TEXTE FOURNI
=====

Des manifestations ont éclaté à Kiev, réclamant la fin de l'offensive russe en Syrie et en Ukraine.
(Photo:AP)
Si la reprise d’Alep par Damas, largement due au soutien russe, peut avoir des répercussions loin de la région, c’est bien sur le dossier ukrainien. En effet, l’un des objectifs de l’intervention russe en Syrie est de faire pression sur l’Occident pour qu’il lui laisse les mains libres en Ukraine et surtout en Crimée annexée par Moscou en 2014. Depuis plus de deux ans et demi, l’Ukraine est en proie à un conflit opposant ses forces à des rebelles pro-russes qui sont, selon Kiev et les Occidentaux, soutenus par la Russie, ce que Moscou dément. Depuis, les relations entre Moscou et l’Occident se sont nettement dégradées, faisant peser un air de guerre froide sur les relations bilatérales.
De peur que Moscou ne tente d’imposer ses conditions en Ukraine au cours des jours à venir, une réunion a eu lieu lundi entre le secrétaire général de l’Otan, Jens Stoltenberg, et la Russie à Bruxelles afin de discuter de la sécurité européenne, particulièrement l’Ukraine. Il s’agit de la première réunion Otan-Russie depuis l’élection début novembre du président américain, Donald Trump, qui inquiète certains pays européens redoutant un comportement plus indulgent de Washington à l’égard de la Russie.
Selon Dr Hicham Ahmed, professeur de sciences politiques à l’Université du Caire, la victoire de la Russie en Syrie a changé le rapport des forces entre Moscou et l’Occident. « C’est un pari gagné pour Moscou. En changeant l’équilibre des forces en Syrie, Poutine semble gagner son bras de fer avec l’Occident et va probablement réussir à imposer ses conditions en Ukraine. Le message de Poutine à l’Occident était clair dès le début : Laissez-moi l’Ukraine et je vous laisse la Syrie », affirme Dr Hicham Ahmed.
Rapprochement Ukraine-UE
Mais l’Occident ne compte pas fléchir si facilement et a accentué sa pression sur Moscou. Lors de leur réunion à Bruxelles, les dirigeants des 28 pays de l’UE ont approuvé vendredi la reconduction pour six mois de leurs sanctions contre Moscou pour son rôle en Ukraine. Ces mesures visent les secteurs pétroliers, de la défense ou encore des banques. Qui plus est, dans une tentative d’accentuer la pression sur Moscou, les Européens ont fait un pas sur la voie de l’adhésion de l’Ukraine à l’Union Européenne (UE), les Pays-Bas annonçant être parvenus à un accord avec leurs 27 partenaires de l’UE sur un texte ouvrant la voie à un possible vote du traité UE-Ukraine par le parlement à La Haye, alors qu’il avait été rejeté en avril au cours d’un référendum consultatif. Pourtant, ce vote amputerait l’accord des garanties d’assistance à l’Ukraine en matière sécuritaire ou financière, ce qui viderait l’accord de sa substance. « Les Pays-Bas sont le seul Etat européen qui s’oppose à l’adhésion de cette ex-République soviétique à l’UE car elle ne remplit pas les critères européens. Pourtant, le reste du bloc européen accepte cette adhésion car l’Ukraine a une importance stratégique en tant que deuxième force militaire en Europe. Déployer des bases de l’Otan dans cette ex-République soviétique serait très important pour l’Europe car cela signifie que l’Alliance arriverait jusqu’aux frontières de la Russie, ce que Poutine n’accepterait jamais. Pour Moscou, l’Ukraine est une question de vie ou de mort », explique Dr Mohamed Kachkouch, conseiller au Centre régional des études politiques et stratégiques.

=====

CONSIGNE A
Répondez à ces questions sur le texte consacré à l'Ukraine :
(i) En quelle année Moscou a-t-elle annexé la Crimée ?
(ii) Qui est le secrétaire général de l'Otan ?
(iii) Pour combien de temps les dirigeants de l'UE ont-ils reconduit leurs sanctions contre Moscou ?
CONSIGNE B
Recopiez dans le texte consacré à l'Ukraine le passage qui commence par « Si la reprise » et se poursuit jusqu'à « les relations bilatérales. ».

Éléments d'annotation de régions
=====

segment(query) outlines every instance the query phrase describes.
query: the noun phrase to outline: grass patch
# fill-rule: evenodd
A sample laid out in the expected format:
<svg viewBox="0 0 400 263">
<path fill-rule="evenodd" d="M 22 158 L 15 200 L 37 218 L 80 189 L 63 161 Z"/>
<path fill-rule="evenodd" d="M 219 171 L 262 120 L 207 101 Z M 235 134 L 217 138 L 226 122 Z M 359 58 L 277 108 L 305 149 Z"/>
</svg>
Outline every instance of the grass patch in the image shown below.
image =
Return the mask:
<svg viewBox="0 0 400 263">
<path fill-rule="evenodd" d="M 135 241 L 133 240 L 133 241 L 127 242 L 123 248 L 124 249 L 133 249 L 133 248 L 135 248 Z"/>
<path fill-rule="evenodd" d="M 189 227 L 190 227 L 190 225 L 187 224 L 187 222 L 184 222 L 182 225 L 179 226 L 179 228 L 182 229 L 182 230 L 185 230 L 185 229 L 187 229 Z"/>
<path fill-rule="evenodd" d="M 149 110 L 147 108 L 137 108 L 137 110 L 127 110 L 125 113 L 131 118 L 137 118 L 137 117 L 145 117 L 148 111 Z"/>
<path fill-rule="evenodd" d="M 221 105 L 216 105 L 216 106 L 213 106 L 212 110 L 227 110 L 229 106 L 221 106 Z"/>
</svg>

=====

RÉPONSE A
(i) En 2014.
(ii) Jens Stoltenberg.
(iii) Pour six mois.

RÉPONSE B
Si la reprise d’Alep par Damas, largement due au soutien russe, peut avoir des répercussions loin de la région, c’est bien sur le dossier ukrainien. En effet, l’un des objectifs de l’intervention russe en Syrie est de faire pression sur l’Occident pour qu’il lui laisse les mains libres en Ukraine et surtout en Crimée annexée par Moscou en 2014. Depuis plus de deux ans et demi, l’Ukraine est en proie à un conflit opposant ses forces à des rebelles pro-russes qui sont, selon Kiev et les Occidentaux, soutenus par la Russie, ce que Moscou dément. Depuis, les relations entre Moscou et l’Occident se sont nettement dégradées, faisant peser un air de guerre froide sur les relations bilatérales.